Record extracts
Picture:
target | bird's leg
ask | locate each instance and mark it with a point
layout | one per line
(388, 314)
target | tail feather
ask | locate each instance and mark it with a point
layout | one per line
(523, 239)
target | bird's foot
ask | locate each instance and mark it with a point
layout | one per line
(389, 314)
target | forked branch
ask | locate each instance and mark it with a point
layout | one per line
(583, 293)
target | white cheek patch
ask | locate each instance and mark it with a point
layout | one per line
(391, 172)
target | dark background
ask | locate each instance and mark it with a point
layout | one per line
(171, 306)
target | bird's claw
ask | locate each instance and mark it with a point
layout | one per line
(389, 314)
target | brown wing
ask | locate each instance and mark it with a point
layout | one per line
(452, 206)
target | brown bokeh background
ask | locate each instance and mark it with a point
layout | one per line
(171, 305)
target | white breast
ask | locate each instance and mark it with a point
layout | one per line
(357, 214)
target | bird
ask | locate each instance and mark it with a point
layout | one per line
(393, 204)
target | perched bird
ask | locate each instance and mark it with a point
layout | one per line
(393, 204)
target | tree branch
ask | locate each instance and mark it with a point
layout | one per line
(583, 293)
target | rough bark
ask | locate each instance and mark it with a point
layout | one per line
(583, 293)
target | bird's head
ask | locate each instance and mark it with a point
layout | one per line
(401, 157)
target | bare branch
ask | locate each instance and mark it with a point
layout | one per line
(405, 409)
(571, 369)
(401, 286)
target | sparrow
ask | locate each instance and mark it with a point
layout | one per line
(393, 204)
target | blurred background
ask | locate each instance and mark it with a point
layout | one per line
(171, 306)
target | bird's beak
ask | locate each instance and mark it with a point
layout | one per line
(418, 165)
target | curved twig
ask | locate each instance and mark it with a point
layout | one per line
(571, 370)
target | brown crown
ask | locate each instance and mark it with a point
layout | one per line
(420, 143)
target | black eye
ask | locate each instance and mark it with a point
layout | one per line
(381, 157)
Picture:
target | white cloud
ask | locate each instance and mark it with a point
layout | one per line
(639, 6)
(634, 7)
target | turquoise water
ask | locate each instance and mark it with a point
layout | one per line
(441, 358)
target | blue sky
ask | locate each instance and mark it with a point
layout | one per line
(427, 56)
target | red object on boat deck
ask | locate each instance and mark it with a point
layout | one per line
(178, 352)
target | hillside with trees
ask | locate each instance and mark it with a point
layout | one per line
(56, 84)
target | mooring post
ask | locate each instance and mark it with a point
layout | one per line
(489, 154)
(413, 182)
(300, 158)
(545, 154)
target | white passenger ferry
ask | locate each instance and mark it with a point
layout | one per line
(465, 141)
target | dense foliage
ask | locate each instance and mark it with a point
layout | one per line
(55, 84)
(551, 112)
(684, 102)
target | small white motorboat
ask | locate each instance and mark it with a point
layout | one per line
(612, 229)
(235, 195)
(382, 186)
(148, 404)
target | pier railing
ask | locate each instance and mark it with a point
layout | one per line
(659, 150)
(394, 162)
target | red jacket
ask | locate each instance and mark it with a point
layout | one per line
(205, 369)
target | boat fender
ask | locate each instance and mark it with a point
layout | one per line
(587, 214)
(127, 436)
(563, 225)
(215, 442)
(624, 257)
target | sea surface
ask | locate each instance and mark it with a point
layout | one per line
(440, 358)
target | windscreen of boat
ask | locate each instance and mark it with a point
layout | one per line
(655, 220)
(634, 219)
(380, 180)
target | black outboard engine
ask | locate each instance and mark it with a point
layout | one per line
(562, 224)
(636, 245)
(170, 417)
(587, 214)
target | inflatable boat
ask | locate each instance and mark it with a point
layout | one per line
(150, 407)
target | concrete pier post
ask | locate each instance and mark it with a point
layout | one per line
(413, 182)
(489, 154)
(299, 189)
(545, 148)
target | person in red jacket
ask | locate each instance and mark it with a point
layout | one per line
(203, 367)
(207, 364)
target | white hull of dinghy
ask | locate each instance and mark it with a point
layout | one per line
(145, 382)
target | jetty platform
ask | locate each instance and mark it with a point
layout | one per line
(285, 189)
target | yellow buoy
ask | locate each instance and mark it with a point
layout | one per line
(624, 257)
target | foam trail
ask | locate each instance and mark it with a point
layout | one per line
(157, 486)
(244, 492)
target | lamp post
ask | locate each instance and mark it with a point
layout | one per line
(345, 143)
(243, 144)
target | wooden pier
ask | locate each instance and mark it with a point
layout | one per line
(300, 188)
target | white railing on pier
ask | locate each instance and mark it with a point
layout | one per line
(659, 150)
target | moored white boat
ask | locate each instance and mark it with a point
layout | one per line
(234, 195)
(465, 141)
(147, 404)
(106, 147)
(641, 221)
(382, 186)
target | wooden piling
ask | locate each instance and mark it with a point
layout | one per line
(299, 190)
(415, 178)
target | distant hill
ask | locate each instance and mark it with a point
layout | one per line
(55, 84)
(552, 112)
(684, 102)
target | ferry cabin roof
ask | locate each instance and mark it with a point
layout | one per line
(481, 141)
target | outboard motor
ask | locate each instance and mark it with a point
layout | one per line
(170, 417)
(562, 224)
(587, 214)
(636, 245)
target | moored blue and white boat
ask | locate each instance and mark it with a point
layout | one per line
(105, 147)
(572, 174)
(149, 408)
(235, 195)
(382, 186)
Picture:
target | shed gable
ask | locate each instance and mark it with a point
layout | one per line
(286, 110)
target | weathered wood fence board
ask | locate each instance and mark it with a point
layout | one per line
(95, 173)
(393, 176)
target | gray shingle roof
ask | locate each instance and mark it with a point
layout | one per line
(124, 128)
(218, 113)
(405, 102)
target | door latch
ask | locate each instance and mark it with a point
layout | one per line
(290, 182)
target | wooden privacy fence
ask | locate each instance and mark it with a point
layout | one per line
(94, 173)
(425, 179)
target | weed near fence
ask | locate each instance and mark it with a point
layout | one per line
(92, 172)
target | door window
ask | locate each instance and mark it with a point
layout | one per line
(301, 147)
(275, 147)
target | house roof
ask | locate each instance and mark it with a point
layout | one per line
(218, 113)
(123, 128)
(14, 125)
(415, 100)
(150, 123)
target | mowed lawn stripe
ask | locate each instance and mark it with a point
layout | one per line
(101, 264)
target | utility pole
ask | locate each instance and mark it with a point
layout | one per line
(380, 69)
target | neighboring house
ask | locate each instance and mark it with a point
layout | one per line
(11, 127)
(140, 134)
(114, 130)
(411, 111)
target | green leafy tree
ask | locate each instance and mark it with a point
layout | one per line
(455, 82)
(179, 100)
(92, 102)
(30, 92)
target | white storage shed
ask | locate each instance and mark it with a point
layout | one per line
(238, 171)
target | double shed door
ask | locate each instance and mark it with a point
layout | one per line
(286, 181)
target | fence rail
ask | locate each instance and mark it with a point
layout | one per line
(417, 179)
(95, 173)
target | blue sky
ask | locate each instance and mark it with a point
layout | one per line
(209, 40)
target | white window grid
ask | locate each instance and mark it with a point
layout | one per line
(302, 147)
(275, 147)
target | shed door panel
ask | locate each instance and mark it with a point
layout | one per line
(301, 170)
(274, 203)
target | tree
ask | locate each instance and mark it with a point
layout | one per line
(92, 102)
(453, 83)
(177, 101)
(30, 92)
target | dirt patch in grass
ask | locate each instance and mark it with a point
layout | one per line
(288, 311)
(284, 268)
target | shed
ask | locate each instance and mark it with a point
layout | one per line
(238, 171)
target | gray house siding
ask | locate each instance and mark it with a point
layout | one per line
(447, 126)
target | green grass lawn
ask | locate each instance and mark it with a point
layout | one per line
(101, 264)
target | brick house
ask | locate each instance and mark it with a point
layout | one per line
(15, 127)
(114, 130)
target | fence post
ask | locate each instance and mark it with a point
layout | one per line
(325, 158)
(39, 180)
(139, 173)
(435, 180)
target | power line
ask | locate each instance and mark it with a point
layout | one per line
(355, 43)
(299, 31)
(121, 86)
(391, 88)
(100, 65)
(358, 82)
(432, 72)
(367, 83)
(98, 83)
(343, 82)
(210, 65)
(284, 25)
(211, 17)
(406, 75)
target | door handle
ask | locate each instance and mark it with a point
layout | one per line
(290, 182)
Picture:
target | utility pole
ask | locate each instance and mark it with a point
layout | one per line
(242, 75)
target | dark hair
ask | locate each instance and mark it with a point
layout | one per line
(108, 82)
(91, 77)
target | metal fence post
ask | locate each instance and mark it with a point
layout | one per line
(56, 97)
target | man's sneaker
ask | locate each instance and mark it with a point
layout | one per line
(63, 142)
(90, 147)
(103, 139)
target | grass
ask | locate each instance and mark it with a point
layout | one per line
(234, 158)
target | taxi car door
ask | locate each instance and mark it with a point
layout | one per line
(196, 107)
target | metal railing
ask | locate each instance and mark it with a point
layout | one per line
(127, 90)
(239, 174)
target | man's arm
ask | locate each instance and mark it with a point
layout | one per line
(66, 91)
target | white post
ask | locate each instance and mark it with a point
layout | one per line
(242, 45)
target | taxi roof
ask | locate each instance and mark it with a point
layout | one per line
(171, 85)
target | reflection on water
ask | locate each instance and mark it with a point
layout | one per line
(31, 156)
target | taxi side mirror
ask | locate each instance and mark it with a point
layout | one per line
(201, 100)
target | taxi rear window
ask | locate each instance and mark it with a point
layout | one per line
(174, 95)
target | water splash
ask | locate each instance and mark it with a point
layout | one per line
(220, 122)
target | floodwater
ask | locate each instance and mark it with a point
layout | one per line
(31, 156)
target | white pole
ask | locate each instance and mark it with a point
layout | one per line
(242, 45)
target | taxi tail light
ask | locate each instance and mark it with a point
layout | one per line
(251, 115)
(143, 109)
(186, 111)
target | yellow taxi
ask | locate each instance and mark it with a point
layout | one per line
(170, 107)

Instructions for the task
Set down nothing but the lines from the one with "target | water splash" through the end of the records, keeping each line exactly as written and including both ends.

Solution
target | water splash
ask | locate each instance and mark it with a point
layout | one per line
(220, 122)
target | floodwater
ask | locate each instance and mark it with a point
layout | one per line
(31, 156)
target | white pole
ask | locate each instance and mark it with a point
layout | one per line
(242, 45)
target | taxi tail light
ask | locate each instance and mark it with a point
layout | one per line
(251, 115)
(143, 109)
(186, 111)
target | yellow taxi
ask | locate each instance and mark it with a point
layout | one per line
(170, 107)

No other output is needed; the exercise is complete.